DOCUMENT EXCERPT:

The instruction was to just run. Don’t run and jump, don’t run too fast or slow, and whatever you do, do NOT run and then stop. My immediate concern at this point, and in my view a very legitimate one at that, was that the platform we were supposed to be running on ended after five metres and was then just cloud. ‘No’, I thought, ‘I don’t think I’ll be doing this’.
“Três…..Dois….Um“. We ran. ‘Oh god’.
After nine or ten steps the reassuring feel of foot on wood gave way to nothing – around me was only grey and the only sounds were the swirling wind around my head and the pounding of my heart somewhere in throat. I glanced up with what must have been a face of horror at my instructor Ricardo, who flashed me a grin, dipped the bar on the hang glider to swing us downwards out of the cloud and with it, my heart jumped from my throat to my mouth – for there was Rio de Janeiro laid out below me. Jagged mountains punctured a vast sprawl of soaring tower blocks and favelas which crept up into forest topped hills, while to the east lay the shimmering Atlantic met by long, golden beaches. It was breathtaking to see, even more to do so from 1700 feet with a warm wind in my face, but then this was a breathtaking city. This was the final day of our two weeks here and once again, with ease, it had managed to exceed every expectation we had.
The standards had been set quite high from the off however, for on our first day here we met Romario. Now, to go to Brazil as a football fan is already quite something, but to see a former World Cup winning Brazilian striker playing football on the beach in his speedos? Well, you just can’t better that really. From dawn until dusk they play football here – it’s a national obsession – and whether it be the likes of Romario and the thousands of other maestros playing foot volley (think volleyball without hands) on the beaches, or groups of children playing on the bustling pavements, you just can’t avoid it. It’s no wonder this is considered the spiritual home of the beautiful game. Having said that, for all their tricks and skills, and whether it be foot volley or just a casual game with flip flops for goal posts, they just don’t seem to appreciate the beauty of a good old fashioned English knee high crunching challenge, they just don’t seem to like it. Weird.

DATA ROWS:
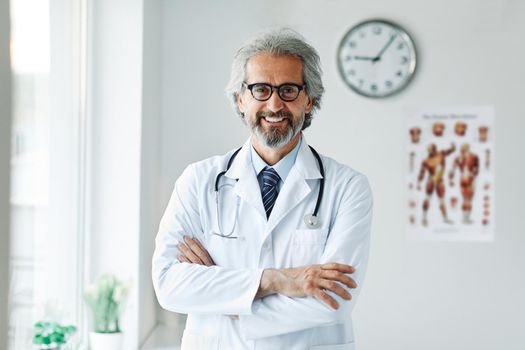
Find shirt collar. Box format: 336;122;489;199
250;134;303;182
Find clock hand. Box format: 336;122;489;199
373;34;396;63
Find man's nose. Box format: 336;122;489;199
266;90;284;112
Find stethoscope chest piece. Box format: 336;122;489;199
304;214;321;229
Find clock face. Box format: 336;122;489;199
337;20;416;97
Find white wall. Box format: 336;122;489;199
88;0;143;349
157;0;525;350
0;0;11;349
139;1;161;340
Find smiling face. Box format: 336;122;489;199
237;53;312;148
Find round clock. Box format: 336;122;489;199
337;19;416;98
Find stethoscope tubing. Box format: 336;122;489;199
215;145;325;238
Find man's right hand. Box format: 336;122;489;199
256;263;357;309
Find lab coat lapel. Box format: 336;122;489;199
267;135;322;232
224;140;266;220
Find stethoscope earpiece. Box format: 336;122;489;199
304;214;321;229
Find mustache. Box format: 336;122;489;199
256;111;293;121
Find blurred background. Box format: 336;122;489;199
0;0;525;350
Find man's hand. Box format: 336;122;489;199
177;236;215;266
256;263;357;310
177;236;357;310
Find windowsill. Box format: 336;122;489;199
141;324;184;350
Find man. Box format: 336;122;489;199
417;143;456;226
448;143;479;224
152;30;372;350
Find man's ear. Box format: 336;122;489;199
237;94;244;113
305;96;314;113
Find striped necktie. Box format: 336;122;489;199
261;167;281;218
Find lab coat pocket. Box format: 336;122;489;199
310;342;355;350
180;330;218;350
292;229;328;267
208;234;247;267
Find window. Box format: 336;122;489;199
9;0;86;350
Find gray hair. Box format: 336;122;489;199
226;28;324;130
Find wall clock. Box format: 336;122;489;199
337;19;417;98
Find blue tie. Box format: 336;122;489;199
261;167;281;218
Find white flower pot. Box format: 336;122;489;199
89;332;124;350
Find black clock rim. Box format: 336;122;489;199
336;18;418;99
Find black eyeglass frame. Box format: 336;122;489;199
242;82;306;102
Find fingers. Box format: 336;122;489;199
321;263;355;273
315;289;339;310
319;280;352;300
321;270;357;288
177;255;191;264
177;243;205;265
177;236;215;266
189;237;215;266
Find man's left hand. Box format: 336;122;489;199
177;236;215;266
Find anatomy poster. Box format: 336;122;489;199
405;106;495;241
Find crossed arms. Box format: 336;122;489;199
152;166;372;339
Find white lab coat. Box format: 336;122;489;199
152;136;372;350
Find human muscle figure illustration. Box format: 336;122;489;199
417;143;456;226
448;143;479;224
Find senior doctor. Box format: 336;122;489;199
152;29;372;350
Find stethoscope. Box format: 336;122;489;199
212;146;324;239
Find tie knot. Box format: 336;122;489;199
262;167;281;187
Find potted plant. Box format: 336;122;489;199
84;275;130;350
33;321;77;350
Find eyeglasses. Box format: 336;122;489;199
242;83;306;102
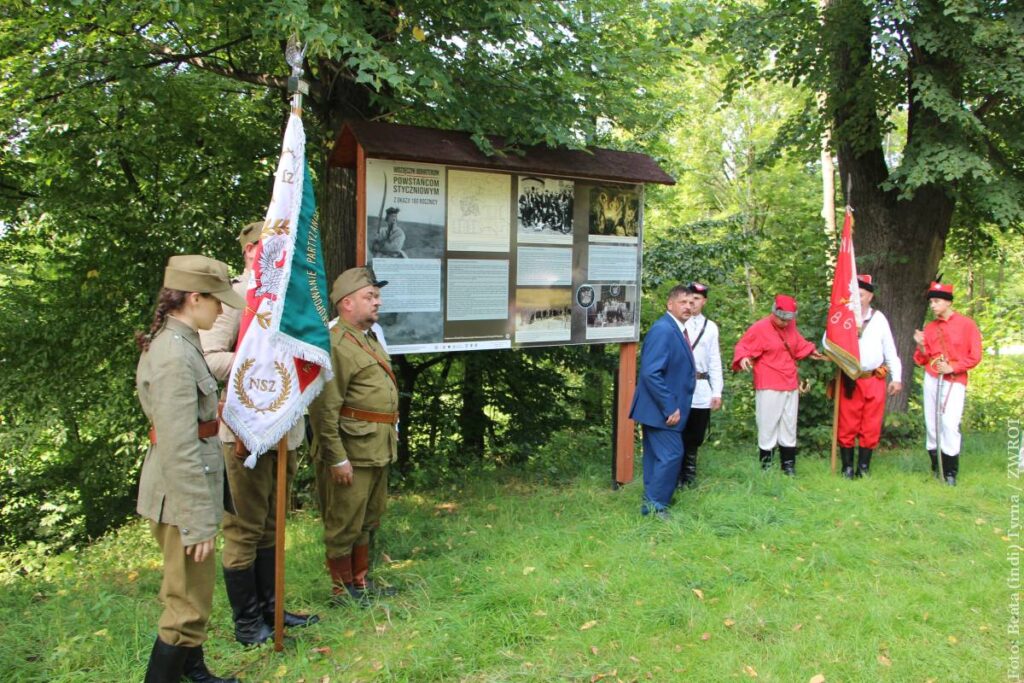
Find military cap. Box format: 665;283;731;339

TASKS:
a – Render this sentence from the Rio travel piece in French: "Jagged mountains punctured a vast sprawl of soaring tower blocks and favelas which crept up into forest topped hills, while to the east lay the shimmering Atlantic met by long, golden beaches."
b – Can you transcribe the Rio travel piece word for word, starting at "The instruction was" and ending after "be doing this’."?

ANSWER SET:
a – Des montagnes déchiquetées perçaient une vaste étendue de tours élancées et de favelas qui grimpaient jusqu'à des collines couronnées de forêts, tandis qu'à l'est s'étendait l'Atlantique scintillant, bordé de longues plages dorées.

b –
The instruction was to just run. Don’t run and jump, don’t run too fast or slow, and whatever you do, do NOT run and then stop. My immediate concern at this point, and in my view a very legitimate one at that, was that the platform we were supposed to be running on ended after five metres and was then just cloud. ‘No’, I thought, ‘I don’t think I’ll be doing this’.